Enunciado
Devuelve las líneas siguientes sin cambiar ni un solo carácter.

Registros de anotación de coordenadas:
###
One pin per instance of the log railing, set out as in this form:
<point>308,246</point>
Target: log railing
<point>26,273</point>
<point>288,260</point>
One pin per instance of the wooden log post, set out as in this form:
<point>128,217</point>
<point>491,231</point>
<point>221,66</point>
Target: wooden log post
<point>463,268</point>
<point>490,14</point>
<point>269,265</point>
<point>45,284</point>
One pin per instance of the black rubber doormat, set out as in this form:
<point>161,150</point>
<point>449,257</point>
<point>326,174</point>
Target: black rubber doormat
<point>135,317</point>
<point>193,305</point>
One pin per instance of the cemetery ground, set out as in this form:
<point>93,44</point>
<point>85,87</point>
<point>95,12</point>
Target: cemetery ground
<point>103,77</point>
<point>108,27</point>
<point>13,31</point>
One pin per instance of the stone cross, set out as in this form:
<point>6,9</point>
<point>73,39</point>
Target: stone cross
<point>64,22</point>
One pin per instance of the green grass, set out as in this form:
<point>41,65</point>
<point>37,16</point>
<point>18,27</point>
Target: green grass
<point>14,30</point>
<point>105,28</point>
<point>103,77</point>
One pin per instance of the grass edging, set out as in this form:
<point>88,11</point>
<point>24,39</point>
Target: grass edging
###
Respuesta
One pin per instance of the log railing, set out as in this form:
<point>308,246</point>
Target: log railing
<point>26,273</point>
<point>288,260</point>
One pin per instance of the wooden log post, set out as in this form:
<point>128,217</point>
<point>491,231</point>
<point>221,66</point>
Target: wooden log post
<point>463,268</point>
<point>490,14</point>
<point>269,265</point>
<point>45,284</point>
One pin per instance of the black rubber doormat, set out as in this form:
<point>161,150</point>
<point>449,257</point>
<point>326,174</point>
Target: black rubber doormat
<point>135,317</point>
<point>193,305</point>
One pin per instance of the cemetery ground, set out as in this form:
<point>93,44</point>
<point>85,87</point>
<point>95,12</point>
Target: cemetery ground
<point>103,77</point>
<point>108,27</point>
<point>13,31</point>
One pin per instance of the stone cross, set out as in this form:
<point>6,9</point>
<point>73,39</point>
Target: stone cross
<point>64,22</point>
One pin per instance of the green grass, set out as in this form:
<point>41,65</point>
<point>37,16</point>
<point>18,27</point>
Target: green grass
<point>14,30</point>
<point>105,28</point>
<point>103,77</point>
One pin per instance of the grass edging, set out as in this form:
<point>88,11</point>
<point>24,39</point>
Target: grass edging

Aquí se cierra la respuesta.